Point localization data

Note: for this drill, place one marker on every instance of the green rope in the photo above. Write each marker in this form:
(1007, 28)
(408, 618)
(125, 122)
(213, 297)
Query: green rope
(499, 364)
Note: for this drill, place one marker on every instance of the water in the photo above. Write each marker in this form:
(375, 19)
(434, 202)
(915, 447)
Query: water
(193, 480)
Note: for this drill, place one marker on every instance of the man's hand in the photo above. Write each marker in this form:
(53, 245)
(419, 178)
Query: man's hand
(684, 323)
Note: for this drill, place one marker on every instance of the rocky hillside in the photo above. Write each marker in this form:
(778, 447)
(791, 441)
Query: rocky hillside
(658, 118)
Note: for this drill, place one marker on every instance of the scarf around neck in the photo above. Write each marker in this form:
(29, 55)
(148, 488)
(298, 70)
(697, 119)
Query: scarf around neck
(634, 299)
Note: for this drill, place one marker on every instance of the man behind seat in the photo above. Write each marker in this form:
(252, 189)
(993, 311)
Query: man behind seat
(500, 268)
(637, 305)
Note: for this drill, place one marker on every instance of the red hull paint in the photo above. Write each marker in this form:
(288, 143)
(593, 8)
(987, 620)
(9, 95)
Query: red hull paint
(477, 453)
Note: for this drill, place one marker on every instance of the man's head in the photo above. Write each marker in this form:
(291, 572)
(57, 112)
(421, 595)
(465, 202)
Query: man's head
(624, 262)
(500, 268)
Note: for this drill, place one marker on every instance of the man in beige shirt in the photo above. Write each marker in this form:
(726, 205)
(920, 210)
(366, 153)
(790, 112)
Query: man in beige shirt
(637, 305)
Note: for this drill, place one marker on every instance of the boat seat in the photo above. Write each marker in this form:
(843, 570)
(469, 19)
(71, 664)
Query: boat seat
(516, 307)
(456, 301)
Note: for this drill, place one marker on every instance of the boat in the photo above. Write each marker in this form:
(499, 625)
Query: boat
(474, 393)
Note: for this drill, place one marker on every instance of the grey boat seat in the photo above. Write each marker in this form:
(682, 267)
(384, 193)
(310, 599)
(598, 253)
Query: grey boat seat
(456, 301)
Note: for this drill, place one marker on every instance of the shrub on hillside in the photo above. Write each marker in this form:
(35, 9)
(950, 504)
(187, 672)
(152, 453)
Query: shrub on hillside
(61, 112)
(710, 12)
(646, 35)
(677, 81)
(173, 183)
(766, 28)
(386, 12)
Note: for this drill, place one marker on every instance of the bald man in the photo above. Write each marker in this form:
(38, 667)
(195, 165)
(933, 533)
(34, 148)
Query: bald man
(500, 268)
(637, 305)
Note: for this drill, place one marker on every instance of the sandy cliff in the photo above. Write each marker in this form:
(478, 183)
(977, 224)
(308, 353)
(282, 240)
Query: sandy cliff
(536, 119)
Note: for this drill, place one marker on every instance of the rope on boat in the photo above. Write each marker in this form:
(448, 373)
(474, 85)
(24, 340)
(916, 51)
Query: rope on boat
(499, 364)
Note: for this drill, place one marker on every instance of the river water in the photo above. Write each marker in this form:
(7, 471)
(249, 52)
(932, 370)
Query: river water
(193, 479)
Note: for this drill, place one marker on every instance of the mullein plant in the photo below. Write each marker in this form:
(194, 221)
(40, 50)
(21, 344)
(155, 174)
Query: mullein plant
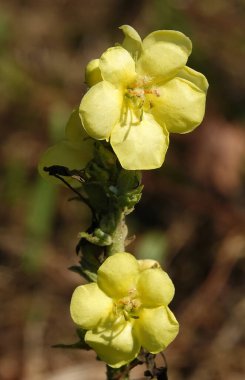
(138, 93)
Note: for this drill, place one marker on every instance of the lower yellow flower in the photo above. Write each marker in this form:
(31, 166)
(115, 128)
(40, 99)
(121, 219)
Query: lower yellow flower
(126, 309)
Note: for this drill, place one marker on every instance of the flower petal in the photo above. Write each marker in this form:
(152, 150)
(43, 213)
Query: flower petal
(117, 66)
(118, 274)
(100, 110)
(195, 77)
(75, 132)
(156, 328)
(90, 306)
(68, 155)
(93, 73)
(155, 288)
(165, 52)
(132, 41)
(142, 146)
(116, 346)
(181, 105)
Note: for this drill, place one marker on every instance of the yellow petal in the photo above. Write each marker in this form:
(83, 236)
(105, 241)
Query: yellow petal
(156, 328)
(116, 346)
(68, 155)
(90, 306)
(181, 105)
(155, 288)
(93, 73)
(165, 52)
(140, 146)
(118, 275)
(132, 41)
(75, 132)
(100, 110)
(195, 77)
(117, 66)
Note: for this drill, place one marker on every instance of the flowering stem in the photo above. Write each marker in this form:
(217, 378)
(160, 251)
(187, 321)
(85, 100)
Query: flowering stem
(118, 237)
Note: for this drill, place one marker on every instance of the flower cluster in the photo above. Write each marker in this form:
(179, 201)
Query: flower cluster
(126, 309)
(141, 91)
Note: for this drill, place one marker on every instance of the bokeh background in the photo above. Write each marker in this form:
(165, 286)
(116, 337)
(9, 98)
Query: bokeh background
(191, 217)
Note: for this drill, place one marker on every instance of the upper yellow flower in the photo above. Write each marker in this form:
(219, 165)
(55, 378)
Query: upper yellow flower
(140, 91)
(126, 309)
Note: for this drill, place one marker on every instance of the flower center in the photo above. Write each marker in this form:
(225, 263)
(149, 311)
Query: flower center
(128, 306)
(138, 98)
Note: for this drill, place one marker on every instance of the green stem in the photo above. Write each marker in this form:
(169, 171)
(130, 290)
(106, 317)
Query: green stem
(117, 373)
(118, 238)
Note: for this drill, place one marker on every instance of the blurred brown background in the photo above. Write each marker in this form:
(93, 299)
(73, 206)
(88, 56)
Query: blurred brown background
(191, 217)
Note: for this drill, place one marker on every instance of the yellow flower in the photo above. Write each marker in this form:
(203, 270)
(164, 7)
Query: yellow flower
(126, 309)
(139, 92)
(74, 152)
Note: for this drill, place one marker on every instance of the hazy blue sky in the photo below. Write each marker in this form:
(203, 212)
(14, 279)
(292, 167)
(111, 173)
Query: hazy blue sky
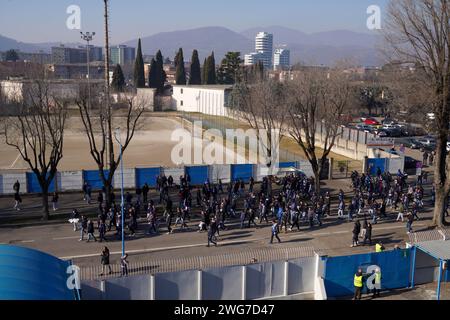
(45, 20)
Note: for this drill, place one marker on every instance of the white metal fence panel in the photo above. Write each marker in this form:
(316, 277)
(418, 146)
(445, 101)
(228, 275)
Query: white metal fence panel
(129, 179)
(222, 283)
(174, 172)
(216, 172)
(70, 180)
(177, 285)
(9, 179)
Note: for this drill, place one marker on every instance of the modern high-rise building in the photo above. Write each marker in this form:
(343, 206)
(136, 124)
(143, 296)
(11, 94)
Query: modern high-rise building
(64, 55)
(95, 53)
(264, 45)
(123, 55)
(253, 58)
(281, 59)
(263, 51)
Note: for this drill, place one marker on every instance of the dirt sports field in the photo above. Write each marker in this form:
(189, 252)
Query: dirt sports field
(150, 147)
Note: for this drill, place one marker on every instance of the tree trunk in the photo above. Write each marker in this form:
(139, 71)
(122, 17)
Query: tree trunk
(440, 180)
(45, 209)
(439, 208)
(109, 189)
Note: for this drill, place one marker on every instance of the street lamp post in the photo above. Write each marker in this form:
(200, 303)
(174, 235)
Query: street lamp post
(88, 36)
(118, 139)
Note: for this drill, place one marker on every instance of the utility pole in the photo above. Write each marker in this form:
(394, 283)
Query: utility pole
(88, 37)
(109, 142)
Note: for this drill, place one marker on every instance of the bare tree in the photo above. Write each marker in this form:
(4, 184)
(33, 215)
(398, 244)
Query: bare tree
(418, 32)
(37, 133)
(99, 124)
(317, 101)
(262, 105)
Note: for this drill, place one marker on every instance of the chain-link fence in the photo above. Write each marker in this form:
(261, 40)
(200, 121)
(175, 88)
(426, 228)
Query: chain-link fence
(154, 266)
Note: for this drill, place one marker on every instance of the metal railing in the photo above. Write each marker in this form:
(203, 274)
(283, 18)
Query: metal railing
(154, 266)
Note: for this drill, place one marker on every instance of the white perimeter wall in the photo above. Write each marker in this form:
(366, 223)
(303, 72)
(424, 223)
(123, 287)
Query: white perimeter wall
(204, 100)
(256, 281)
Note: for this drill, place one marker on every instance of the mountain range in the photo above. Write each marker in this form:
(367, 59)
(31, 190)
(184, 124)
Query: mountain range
(315, 48)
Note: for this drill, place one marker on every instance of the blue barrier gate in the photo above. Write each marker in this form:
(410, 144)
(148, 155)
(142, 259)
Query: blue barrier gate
(147, 175)
(284, 165)
(93, 178)
(241, 172)
(340, 271)
(374, 164)
(198, 174)
(33, 185)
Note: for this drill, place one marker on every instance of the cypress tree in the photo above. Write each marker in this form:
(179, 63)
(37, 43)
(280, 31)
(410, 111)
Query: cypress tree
(211, 70)
(195, 77)
(139, 76)
(204, 71)
(160, 74)
(152, 75)
(118, 79)
(180, 76)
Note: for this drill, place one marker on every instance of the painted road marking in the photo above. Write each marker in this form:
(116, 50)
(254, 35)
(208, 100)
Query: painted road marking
(17, 159)
(162, 249)
(65, 238)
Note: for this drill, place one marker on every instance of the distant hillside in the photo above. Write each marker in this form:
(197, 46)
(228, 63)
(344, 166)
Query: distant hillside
(205, 40)
(316, 48)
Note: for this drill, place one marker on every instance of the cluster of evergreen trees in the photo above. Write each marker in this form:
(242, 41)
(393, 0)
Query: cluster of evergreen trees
(230, 71)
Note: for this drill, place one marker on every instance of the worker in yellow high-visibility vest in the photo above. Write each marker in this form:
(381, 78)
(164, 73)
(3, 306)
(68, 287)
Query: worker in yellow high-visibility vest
(377, 284)
(379, 247)
(358, 284)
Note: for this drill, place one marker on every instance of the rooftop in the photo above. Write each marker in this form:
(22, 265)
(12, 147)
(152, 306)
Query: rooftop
(207, 87)
(438, 249)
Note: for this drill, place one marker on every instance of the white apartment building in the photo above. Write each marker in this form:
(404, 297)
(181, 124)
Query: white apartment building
(263, 51)
(253, 58)
(264, 45)
(206, 99)
(281, 59)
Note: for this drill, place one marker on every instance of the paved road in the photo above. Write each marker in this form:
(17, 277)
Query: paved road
(334, 238)
(59, 239)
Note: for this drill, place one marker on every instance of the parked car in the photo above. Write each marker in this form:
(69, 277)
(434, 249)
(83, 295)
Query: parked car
(363, 127)
(381, 133)
(410, 163)
(394, 132)
(413, 144)
(371, 122)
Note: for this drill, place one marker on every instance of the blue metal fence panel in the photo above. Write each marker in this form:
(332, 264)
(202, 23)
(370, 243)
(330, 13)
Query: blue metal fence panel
(339, 271)
(33, 185)
(93, 178)
(198, 174)
(27, 274)
(241, 172)
(283, 165)
(374, 164)
(147, 175)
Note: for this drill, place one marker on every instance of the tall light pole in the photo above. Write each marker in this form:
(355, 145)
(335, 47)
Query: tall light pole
(109, 142)
(88, 37)
(119, 141)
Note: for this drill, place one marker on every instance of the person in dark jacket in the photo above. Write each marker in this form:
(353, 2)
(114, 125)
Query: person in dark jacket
(169, 214)
(105, 261)
(83, 228)
(275, 231)
(213, 228)
(17, 201)
(368, 235)
(90, 230)
(145, 191)
(355, 232)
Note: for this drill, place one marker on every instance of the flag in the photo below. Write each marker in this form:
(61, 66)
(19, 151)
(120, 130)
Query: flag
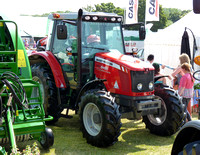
(152, 10)
(132, 11)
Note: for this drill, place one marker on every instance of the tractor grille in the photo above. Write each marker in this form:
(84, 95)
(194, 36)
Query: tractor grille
(143, 77)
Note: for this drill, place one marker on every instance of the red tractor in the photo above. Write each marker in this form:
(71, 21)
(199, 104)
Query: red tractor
(85, 69)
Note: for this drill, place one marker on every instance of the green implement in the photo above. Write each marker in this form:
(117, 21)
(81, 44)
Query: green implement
(22, 116)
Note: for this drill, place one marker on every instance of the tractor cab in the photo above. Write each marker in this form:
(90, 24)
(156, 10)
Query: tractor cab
(78, 41)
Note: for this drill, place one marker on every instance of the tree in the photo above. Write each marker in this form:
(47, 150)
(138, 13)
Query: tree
(175, 14)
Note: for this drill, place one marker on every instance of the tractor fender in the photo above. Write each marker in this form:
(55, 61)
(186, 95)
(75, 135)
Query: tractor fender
(48, 58)
(90, 85)
(190, 132)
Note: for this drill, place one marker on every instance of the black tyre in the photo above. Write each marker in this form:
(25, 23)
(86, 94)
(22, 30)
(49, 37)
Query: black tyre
(43, 75)
(170, 117)
(47, 138)
(100, 118)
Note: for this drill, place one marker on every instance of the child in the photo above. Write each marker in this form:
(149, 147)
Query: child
(186, 87)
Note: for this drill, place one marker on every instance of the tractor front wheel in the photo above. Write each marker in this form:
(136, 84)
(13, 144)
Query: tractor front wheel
(169, 117)
(100, 118)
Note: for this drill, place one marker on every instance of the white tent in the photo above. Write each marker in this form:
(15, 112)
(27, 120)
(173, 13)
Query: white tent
(166, 44)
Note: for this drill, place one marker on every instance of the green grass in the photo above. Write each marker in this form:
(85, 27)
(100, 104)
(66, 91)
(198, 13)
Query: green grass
(134, 139)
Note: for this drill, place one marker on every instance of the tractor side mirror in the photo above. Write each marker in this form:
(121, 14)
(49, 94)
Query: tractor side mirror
(142, 32)
(61, 31)
(196, 6)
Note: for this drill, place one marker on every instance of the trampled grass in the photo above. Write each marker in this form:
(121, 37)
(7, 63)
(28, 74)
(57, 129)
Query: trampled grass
(134, 139)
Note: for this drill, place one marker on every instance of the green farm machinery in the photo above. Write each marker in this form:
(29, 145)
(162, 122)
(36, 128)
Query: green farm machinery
(22, 116)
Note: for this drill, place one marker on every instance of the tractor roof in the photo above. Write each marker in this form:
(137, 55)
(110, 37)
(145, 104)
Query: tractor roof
(74, 15)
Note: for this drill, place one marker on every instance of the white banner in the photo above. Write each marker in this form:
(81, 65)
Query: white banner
(152, 10)
(132, 11)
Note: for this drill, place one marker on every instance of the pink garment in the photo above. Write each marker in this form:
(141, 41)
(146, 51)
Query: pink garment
(186, 81)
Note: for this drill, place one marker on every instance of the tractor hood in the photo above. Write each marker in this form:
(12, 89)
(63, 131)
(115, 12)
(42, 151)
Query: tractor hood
(116, 59)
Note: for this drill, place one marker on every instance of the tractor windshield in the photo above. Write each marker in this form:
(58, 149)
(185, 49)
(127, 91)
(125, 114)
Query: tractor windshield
(101, 37)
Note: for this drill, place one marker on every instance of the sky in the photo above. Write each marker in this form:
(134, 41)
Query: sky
(16, 7)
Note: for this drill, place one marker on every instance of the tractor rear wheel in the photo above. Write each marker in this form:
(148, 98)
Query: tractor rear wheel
(171, 115)
(100, 118)
(42, 74)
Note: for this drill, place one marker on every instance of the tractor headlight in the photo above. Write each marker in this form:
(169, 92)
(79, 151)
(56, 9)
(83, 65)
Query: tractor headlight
(151, 85)
(139, 86)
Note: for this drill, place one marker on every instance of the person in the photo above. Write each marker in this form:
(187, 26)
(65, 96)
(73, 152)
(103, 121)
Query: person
(150, 58)
(178, 73)
(93, 39)
(157, 73)
(185, 89)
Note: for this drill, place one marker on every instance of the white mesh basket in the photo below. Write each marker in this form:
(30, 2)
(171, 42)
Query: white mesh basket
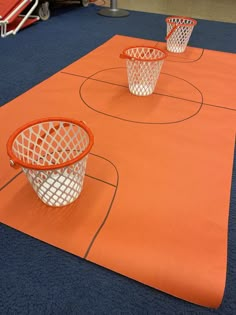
(53, 154)
(143, 65)
(179, 30)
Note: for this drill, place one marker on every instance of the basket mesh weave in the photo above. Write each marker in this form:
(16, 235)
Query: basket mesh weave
(50, 144)
(178, 40)
(144, 69)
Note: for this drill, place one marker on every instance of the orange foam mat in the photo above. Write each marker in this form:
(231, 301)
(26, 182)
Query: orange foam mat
(155, 202)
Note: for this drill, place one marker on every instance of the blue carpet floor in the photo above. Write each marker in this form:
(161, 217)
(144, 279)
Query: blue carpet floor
(36, 278)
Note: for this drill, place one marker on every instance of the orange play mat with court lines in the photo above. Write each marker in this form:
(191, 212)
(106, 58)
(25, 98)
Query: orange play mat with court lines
(155, 201)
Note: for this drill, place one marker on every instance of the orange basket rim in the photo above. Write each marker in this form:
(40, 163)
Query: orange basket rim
(16, 162)
(124, 54)
(181, 17)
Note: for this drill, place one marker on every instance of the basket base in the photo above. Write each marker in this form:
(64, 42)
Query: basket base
(59, 190)
(141, 89)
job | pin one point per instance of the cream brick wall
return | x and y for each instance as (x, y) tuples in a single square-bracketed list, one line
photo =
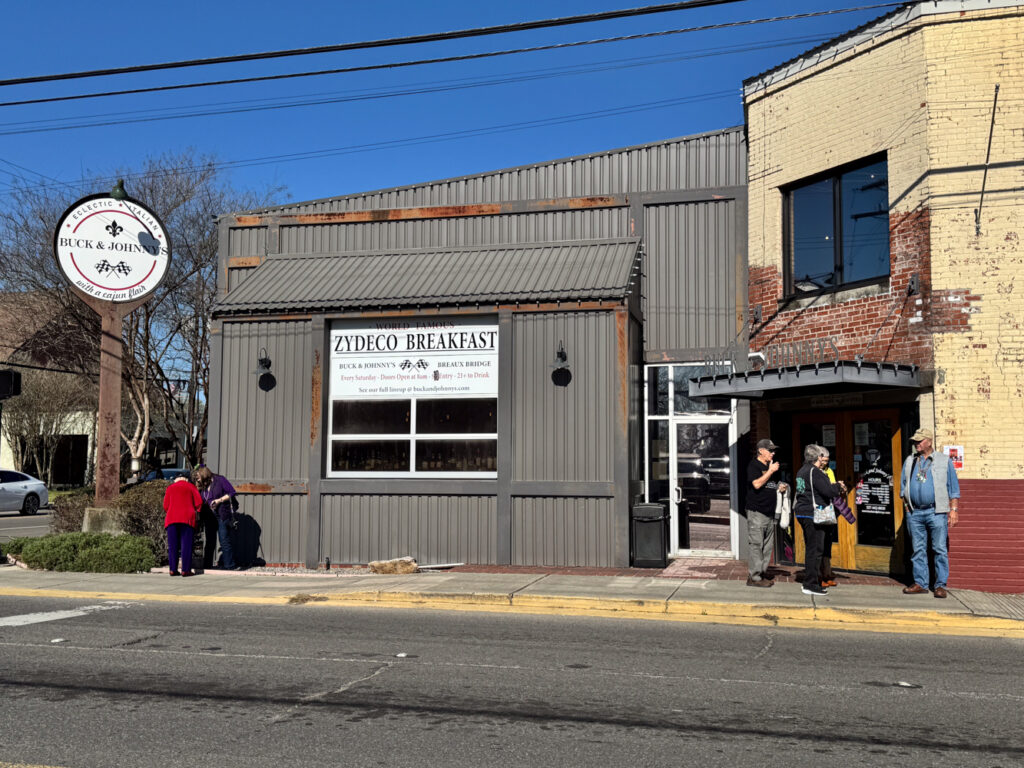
[(871, 99), (979, 394), (924, 94)]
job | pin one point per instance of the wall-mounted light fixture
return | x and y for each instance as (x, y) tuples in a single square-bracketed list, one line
[(266, 379), (561, 376), (913, 285)]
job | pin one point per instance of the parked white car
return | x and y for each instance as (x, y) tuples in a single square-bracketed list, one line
[(22, 493)]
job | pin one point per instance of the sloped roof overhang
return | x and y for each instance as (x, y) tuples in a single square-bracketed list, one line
[(841, 376)]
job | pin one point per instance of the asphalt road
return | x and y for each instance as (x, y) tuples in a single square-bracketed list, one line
[(13, 524), (140, 685)]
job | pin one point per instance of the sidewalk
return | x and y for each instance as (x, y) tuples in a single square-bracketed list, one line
[(867, 607)]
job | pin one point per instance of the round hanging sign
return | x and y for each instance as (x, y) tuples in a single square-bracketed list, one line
[(112, 249)]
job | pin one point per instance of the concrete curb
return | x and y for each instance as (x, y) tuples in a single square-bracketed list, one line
[(916, 623), (692, 611)]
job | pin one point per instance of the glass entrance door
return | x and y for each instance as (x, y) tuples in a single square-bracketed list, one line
[(690, 452), (699, 522), (864, 448)]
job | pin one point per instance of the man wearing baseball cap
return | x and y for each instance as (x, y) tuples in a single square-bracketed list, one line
[(761, 492), (931, 495)]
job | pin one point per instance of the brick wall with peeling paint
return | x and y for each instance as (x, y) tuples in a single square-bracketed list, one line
[(924, 94)]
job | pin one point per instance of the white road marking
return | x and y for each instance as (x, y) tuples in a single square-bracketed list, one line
[(56, 615)]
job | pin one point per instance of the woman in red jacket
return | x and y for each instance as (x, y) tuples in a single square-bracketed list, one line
[(181, 504)]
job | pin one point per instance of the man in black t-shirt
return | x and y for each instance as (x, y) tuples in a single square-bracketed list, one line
[(762, 491)]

What is being asked: Take exactly the lines from the one containing "of the distant" through the one containing "of the rooftop" in the data above, and output them with nothing added.

Written solution:
Note: for this drill, place one marker on every instance of the distant hillside in the photo above. Write each marker in this form:
(197, 46)
(228, 63)
(344, 166)
Query: distant hillside
(205, 40)
(316, 48)
Note: for this drill, place one marker on every instance of the cluster of evergreen trees in the photo above. Write each marker in this form:
(242, 41)
(393, 0)
Query: cluster of evergreen trees
(230, 71)
Note: for this drill, place one marker on every instance of the worker in yellow high-visibility vest in the photo above. Write each marker in this form:
(381, 78)
(164, 73)
(3, 306)
(68, 287)
Query: worker in yellow high-visibility vest
(377, 284)
(379, 247)
(358, 284)
Note: for this drill, place one marker on every instance of the rooftop in the photo above. Write each marker in this form:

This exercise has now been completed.